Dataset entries
-- -- --

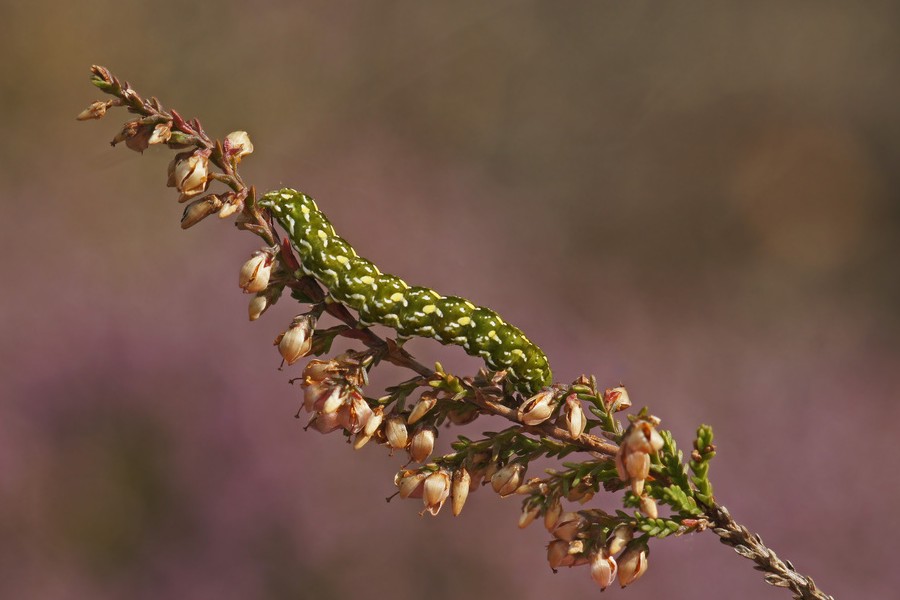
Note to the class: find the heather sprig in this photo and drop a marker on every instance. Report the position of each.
(577, 424)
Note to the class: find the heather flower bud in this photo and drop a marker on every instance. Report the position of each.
(422, 444)
(437, 489)
(619, 538)
(551, 516)
(537, 409)
(426, 403)
(257, 307)
(237, 145)
(296, 342)
(395, 432)
(160, 134)
(633, 458)
(410, 483)
(568, 526)
(603, 569)
(95, 111)
(632, 564)
(459, 489)
(199, 209)
(374, 421)
(558, 555)
(573, 416)
(506, 480)
(330, 401)
(648, 507)
(616, 399)
(191, 173)
(254, 275)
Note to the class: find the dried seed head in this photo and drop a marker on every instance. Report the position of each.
(616, 399)
(329, 402)
(410, 483)
(573, 416)
(632, 564)
(603, 569)
(160, 134)
(437, 489)
(199, 209)
(459, 489)
(296, 342)
(537, 409)
(506, 480)
(374, 421)
(395, 432)
(619, 538)
(426, 402)
(255, 274)
(648, 507)
(422, 444)
(95, 111)
(191, 174)
(237, 145)
(551, 516)
(558, 555)
(568, 526)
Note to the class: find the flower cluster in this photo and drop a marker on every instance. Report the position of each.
(558, 421)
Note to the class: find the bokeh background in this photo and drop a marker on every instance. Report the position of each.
(696, 199)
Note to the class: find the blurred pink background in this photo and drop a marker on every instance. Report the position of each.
(699, 201)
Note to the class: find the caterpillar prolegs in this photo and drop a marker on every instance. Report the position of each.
(411, 310)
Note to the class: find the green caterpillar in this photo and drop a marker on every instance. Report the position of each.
(411, 310)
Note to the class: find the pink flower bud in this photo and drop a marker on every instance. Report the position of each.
(296, 342)
(254, 275)
(395, 432)
(507, 479)
(422, 444)
(632, 564)
(537, 409)
(95, 111)
(619, 538)
(374, 421)
(459, 489)
(426, 402)
(237, 145)
(410, 483)
(191, 174)
(603, 569)
(558, 555)
(437, 489)
(199, 209)
(616, 399)
(573, 416)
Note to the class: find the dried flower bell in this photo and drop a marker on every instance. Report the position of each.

-- -- --

◆ SHORT PROBLEM ◆
Edit the listing above by replacing every instance of "drop a marker" with "place a pin", leaving all other text unchanged. Omit the pictures from your answer.

◆ ANSWER TO THIS PROBLEM ◆
Note to the class: find the heather sprig in this photo and place a pin on every instance. Report the position of each.
(577, 424)
Note to the class: find the heather flower bud in this photo and place a pin on every instance. Report the position of each.
(422, 444)
(437, 489)
(619, 538)
(551, 516)
(537, 409)
(426, 403)
(257, 307)
(237, 145)
(296, 342)
(395, 432)
(160, 134)
(633, 458)
(410, 483)
(568, 526)
(603, 569)
(95, 111)
(632, 564)
(459, 489)
(199, 209)
(374, 421)
(558, 555)
(573, 416)
(506, 480)
(330, 401)
(648, 507)
(616, 399)
(191, 173)
(254, 275)
Note to the class: find the dried seed head in this photo and place a pin on every instance. Report the position of each.
(616, 399)
(329, 402)
(410, 483)
(573, 416)
(632, 564)
(603, 569)
(160, 134)
(437, 489)
(199, 209)
(459, 489)
(296, 342)
(537, 409)
(506, 480)
(374, 421)
(395, 432)
(619, 538)
(426, 402)
(255, 274)
(648, 507)
(422, 444)
(95, 111)
(191, 174)
(237, 145)
(551, 516)
(558, 555)
(568, 526)
Note to the class: find the flower cluster in this photo and place a pin on every instance. Report the position of each.
(558, 421)
Note to the class: find the bokeh background in this photo and place a pin on every instance. Report the position of each.
(696, 199)
Note to the class: find the blurred pink background in this photo and place a pin on every instance. Report the position of each.
(699, 201)
Note to the class: find the caterpillar prolegs in this photo and place a pin on every instance. Report the position of each.
(411, 310)
Note to the class: find the green caterpillar in this photo and place a pin on every instance. Report the position of each.
(411, 310)
Note to the class: find the pink flower bud in this photo and place a pin on every instance. Report the position of each.
(296, 342)
(254, 275)
(395, 432)
(507, 479)
(422, 444)
(632, 564)
(537, 409)
(95, 111)
(619, 538)
(374, 421)
(459, 489)
(426, 402)
(237, 145)
(410, 483)
(191, 174)
(603, 569)
(558, 555)
(437, 489)
(199, 209)
(616, 399)
(573, 416)
Note to the class: find the dried flower bell in this photo and place a pin on every instance. Report the position of each.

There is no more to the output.